**Task input**
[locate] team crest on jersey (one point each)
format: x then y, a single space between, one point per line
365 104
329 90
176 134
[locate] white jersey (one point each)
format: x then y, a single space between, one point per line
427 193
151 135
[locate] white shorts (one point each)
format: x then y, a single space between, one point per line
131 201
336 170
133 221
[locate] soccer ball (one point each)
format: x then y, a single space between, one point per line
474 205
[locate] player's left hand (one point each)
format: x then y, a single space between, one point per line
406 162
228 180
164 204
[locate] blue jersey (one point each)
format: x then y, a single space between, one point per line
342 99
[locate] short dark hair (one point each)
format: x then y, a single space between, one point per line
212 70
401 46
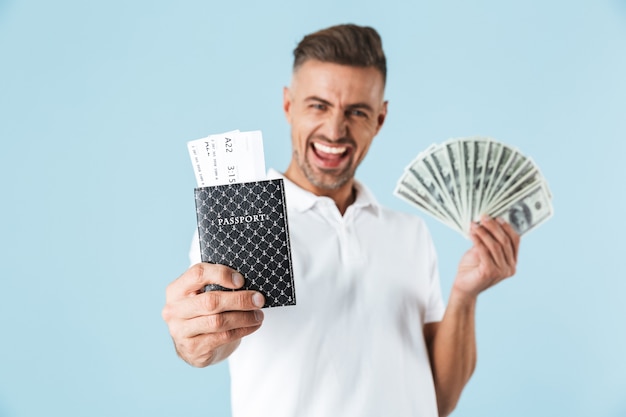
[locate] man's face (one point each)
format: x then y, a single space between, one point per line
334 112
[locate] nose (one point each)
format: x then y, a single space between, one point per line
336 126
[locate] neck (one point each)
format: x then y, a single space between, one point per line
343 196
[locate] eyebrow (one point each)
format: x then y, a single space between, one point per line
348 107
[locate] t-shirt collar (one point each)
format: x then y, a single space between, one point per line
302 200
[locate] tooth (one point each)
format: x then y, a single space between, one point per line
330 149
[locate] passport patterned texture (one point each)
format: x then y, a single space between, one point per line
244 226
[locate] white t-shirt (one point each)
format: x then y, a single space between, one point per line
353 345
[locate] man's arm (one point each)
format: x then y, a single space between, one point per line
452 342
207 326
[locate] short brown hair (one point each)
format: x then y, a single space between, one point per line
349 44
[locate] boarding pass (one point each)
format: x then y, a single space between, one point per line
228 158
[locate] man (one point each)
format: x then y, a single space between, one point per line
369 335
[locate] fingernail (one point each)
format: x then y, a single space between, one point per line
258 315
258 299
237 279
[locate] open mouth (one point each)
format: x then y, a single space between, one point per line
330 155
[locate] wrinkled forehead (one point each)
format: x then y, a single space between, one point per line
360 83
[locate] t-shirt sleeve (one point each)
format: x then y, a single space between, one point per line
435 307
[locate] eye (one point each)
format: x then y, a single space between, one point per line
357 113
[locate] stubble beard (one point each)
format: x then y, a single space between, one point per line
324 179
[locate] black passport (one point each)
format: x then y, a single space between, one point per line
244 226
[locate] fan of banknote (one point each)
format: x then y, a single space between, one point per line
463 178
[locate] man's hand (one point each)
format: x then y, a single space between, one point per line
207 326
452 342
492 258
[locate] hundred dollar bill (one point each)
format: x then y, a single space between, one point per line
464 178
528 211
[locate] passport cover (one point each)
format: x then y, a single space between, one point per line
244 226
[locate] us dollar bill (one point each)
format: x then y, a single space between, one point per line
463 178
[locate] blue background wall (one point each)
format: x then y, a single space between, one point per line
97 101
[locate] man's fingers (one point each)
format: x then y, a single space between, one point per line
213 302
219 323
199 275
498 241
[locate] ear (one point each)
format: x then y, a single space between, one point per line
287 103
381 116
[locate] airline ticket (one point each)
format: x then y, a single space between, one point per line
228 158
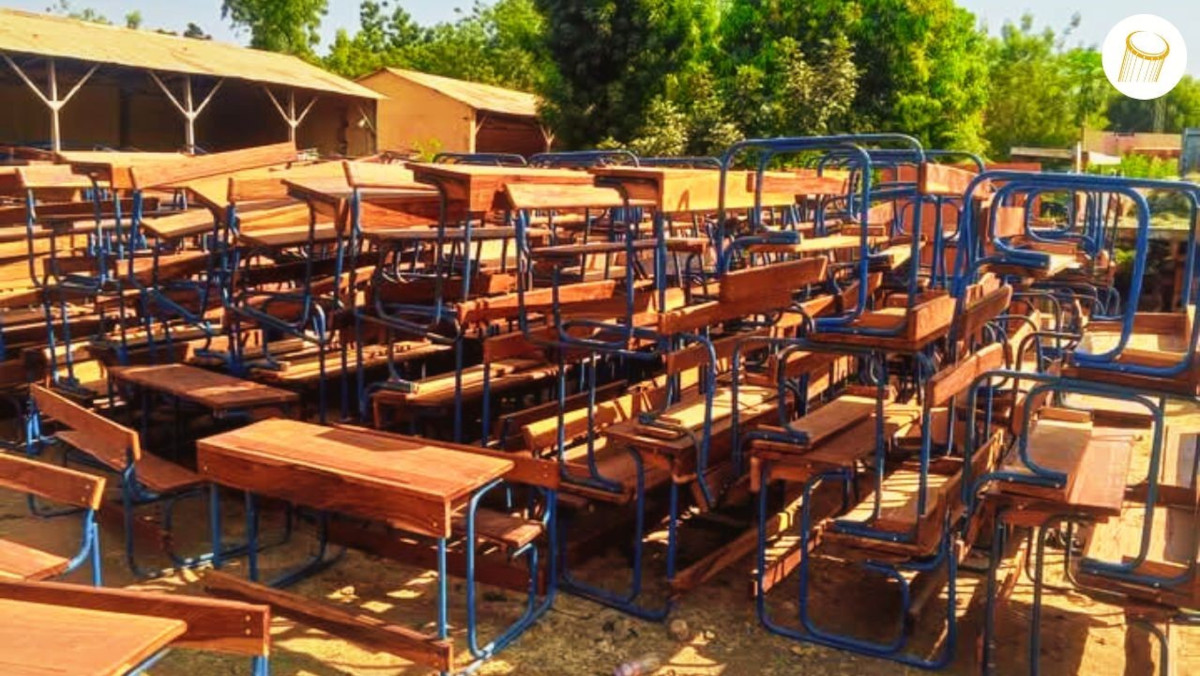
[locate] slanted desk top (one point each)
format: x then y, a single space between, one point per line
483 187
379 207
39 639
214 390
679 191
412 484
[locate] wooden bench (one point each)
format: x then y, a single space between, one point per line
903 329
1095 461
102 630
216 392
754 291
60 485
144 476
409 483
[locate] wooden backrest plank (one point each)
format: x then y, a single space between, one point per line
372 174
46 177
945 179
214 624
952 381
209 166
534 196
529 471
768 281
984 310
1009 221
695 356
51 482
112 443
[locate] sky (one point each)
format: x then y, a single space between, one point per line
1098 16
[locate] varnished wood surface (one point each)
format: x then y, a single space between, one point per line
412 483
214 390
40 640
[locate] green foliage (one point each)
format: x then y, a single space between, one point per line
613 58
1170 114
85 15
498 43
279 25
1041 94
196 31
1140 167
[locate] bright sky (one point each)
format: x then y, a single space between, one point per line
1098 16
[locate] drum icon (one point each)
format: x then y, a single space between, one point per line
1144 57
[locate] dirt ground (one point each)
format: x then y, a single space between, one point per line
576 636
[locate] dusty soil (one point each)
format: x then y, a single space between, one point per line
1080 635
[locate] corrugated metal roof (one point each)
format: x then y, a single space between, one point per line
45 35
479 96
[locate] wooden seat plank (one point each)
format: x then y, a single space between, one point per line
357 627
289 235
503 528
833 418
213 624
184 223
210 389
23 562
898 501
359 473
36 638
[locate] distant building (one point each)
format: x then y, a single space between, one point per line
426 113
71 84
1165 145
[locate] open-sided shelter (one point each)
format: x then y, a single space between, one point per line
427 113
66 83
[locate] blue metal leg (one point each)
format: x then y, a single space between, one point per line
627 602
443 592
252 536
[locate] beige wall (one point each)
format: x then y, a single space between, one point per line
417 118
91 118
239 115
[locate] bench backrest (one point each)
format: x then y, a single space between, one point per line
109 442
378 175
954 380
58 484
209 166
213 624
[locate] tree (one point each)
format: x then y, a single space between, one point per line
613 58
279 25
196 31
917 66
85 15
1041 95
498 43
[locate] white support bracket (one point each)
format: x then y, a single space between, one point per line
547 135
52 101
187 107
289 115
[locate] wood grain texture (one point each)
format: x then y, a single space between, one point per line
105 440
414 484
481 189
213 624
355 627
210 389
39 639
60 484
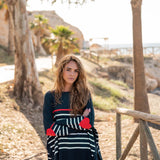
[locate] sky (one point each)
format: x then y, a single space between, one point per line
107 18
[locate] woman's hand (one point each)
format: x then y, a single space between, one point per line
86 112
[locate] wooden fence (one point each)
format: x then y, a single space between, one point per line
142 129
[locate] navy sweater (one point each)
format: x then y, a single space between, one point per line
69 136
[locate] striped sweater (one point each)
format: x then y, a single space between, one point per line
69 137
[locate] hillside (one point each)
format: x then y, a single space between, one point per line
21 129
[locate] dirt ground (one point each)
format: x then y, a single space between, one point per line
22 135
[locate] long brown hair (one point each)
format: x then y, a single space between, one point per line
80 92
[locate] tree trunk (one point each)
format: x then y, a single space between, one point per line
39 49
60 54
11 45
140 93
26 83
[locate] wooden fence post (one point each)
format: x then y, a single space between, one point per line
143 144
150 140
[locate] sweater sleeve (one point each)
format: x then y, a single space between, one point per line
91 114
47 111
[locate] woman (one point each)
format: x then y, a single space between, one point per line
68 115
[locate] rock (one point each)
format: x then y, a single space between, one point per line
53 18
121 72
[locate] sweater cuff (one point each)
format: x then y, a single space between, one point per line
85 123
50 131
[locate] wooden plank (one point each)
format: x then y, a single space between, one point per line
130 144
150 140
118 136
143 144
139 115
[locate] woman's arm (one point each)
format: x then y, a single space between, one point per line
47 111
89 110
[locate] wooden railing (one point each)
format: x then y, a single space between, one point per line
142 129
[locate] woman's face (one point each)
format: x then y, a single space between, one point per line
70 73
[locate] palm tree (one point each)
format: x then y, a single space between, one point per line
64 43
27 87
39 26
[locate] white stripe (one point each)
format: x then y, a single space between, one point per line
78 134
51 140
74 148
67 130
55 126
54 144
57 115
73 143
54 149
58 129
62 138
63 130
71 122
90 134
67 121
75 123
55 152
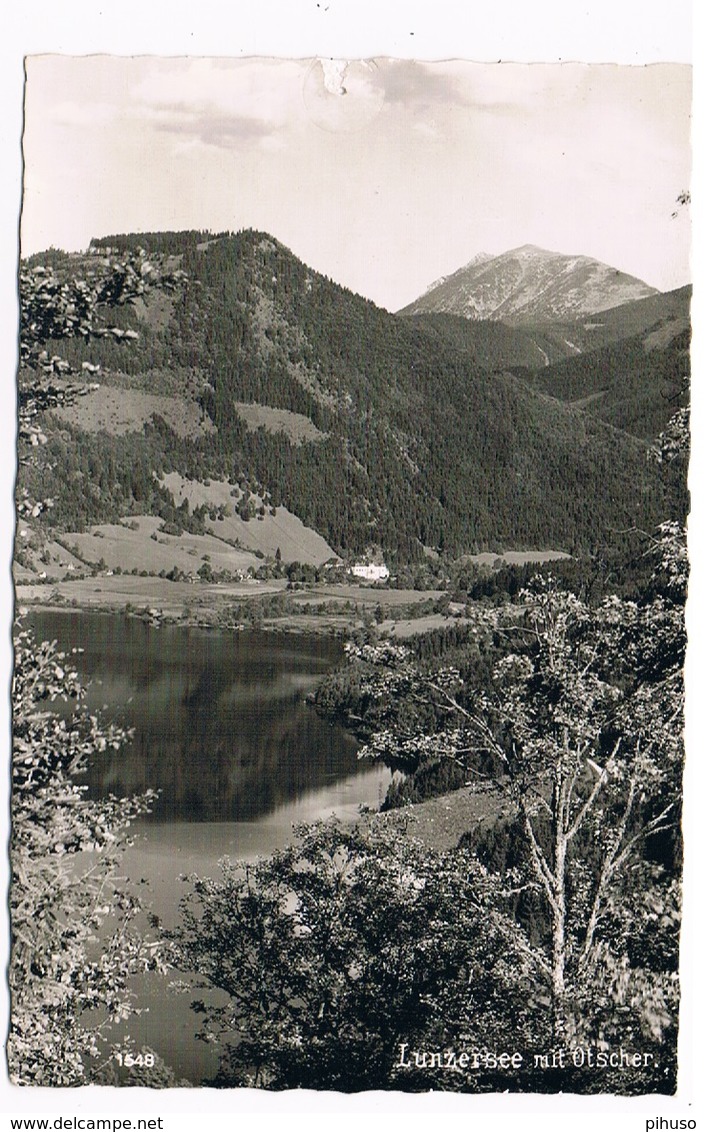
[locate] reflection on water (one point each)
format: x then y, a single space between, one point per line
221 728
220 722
---
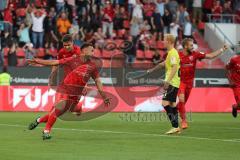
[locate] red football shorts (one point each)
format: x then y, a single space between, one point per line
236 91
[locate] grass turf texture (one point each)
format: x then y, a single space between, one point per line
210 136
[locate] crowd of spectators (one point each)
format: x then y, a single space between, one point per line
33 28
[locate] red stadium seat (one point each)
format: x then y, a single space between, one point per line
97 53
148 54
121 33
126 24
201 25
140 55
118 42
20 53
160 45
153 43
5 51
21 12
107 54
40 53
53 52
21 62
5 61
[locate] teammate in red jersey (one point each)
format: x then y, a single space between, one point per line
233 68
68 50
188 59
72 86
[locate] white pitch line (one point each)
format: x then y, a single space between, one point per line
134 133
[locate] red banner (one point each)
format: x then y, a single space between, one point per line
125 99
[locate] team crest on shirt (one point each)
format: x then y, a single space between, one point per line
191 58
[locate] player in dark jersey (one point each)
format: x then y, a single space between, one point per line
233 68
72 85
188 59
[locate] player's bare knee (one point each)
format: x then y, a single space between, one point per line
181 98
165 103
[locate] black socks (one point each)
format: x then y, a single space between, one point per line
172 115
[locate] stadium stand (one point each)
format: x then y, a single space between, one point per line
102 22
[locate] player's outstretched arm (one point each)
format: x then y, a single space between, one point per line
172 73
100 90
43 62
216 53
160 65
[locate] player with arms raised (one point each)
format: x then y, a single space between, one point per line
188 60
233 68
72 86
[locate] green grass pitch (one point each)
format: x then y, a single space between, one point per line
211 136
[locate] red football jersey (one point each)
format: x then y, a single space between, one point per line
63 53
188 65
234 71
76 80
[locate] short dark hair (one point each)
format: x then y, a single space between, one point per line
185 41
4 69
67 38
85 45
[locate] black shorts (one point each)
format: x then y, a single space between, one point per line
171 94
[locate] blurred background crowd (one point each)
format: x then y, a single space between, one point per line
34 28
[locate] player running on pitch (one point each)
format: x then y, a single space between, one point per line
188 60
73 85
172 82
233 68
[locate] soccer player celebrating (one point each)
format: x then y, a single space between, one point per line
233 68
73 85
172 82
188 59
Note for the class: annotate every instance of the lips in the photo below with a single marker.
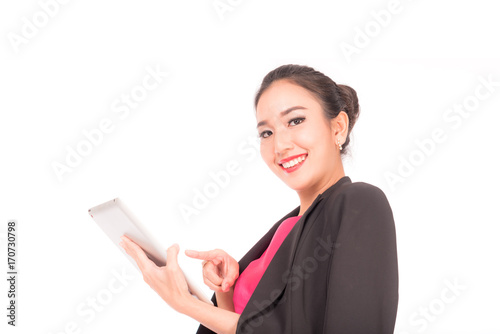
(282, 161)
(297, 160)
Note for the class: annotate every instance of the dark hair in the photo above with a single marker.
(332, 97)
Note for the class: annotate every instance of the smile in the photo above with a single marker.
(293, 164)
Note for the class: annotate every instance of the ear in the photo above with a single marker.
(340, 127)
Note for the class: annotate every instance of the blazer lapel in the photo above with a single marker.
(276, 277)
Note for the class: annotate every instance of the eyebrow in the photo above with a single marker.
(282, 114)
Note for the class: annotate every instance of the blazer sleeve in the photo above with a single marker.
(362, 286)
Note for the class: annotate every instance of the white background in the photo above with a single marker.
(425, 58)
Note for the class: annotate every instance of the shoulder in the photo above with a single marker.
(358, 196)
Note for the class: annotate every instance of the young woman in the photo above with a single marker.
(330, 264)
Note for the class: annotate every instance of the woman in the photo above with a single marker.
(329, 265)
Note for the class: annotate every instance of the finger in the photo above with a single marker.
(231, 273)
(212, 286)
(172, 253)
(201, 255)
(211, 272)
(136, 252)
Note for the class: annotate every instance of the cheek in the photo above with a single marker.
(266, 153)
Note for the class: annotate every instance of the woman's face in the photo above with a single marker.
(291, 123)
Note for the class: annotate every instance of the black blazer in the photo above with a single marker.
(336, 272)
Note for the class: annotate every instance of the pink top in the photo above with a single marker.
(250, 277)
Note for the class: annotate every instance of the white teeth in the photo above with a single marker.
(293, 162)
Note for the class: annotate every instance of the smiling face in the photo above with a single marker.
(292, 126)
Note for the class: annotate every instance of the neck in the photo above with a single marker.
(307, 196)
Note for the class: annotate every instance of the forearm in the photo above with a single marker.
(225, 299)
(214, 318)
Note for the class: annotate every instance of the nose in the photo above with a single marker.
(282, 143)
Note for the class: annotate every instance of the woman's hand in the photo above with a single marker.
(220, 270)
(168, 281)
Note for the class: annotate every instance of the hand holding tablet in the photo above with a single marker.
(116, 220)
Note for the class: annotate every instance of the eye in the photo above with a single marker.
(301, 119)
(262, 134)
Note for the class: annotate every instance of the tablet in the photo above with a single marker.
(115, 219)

**What the exercise asks**
Return every line of the material above that contains the word "crest".

**Output**
[locate] team crest on jersey (one point each)
[locate] team crest on shirt (one point each)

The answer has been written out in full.